Repeat exactly every line that comes at or after the line containing "Wildlife-count tagging: point out every instance of the cream", through the end of the entries below.
==== Records provided
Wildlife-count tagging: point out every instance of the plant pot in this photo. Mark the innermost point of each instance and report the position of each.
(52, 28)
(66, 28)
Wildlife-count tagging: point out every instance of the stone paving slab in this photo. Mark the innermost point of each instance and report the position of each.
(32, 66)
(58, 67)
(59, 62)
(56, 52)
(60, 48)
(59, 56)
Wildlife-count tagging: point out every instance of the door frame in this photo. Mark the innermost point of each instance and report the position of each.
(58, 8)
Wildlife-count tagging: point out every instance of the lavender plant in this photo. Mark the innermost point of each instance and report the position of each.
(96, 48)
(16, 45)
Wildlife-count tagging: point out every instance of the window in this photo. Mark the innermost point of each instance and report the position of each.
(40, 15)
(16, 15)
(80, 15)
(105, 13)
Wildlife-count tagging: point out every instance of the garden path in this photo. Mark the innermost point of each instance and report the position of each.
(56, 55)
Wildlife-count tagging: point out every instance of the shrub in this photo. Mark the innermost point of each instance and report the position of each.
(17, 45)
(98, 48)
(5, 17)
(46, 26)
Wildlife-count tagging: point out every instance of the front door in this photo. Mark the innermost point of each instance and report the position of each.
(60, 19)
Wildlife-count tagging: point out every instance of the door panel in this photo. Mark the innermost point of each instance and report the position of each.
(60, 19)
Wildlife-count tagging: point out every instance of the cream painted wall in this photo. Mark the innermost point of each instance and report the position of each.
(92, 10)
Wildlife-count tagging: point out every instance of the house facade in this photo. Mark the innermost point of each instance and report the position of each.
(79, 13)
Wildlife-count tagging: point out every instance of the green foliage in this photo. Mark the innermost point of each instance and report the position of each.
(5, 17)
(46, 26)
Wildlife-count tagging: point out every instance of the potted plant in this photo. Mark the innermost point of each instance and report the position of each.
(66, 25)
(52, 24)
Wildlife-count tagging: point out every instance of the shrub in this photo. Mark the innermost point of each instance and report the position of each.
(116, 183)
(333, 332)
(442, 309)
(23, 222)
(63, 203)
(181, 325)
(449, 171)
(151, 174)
========
Solution to this task >>
Wildlife-count tagging: point out every instance of the cream painted wall in this photo. Mark the innermost point of each instance and report the position of each.
(92, 10)
Wildlife-count tagging: point out every instance of the house facade in this photo. Mark the innermost point of each instance and report the position of each.
(79, 13)
Wildlife-count tagging: point out every instance of the green foliage in this photo. Mark the innermost point of each instance and report the position of each.
(5, 17)
(46, 26)
Wildlife-count tagging: point out every instance of the potted plant in this photo. Mark the innermost point of each instance and report the position of each.
(66, 25)
(52, 24)
Wildlife-count tagging: point out every instance of the shrub in this photo. Mark the innermost point of each instance and report the position of each.
(116, 183)
(333, 332)
(442, 309)
(23, 222)
(63, 203)
(181, 325)
(449, 171)
(151, 174)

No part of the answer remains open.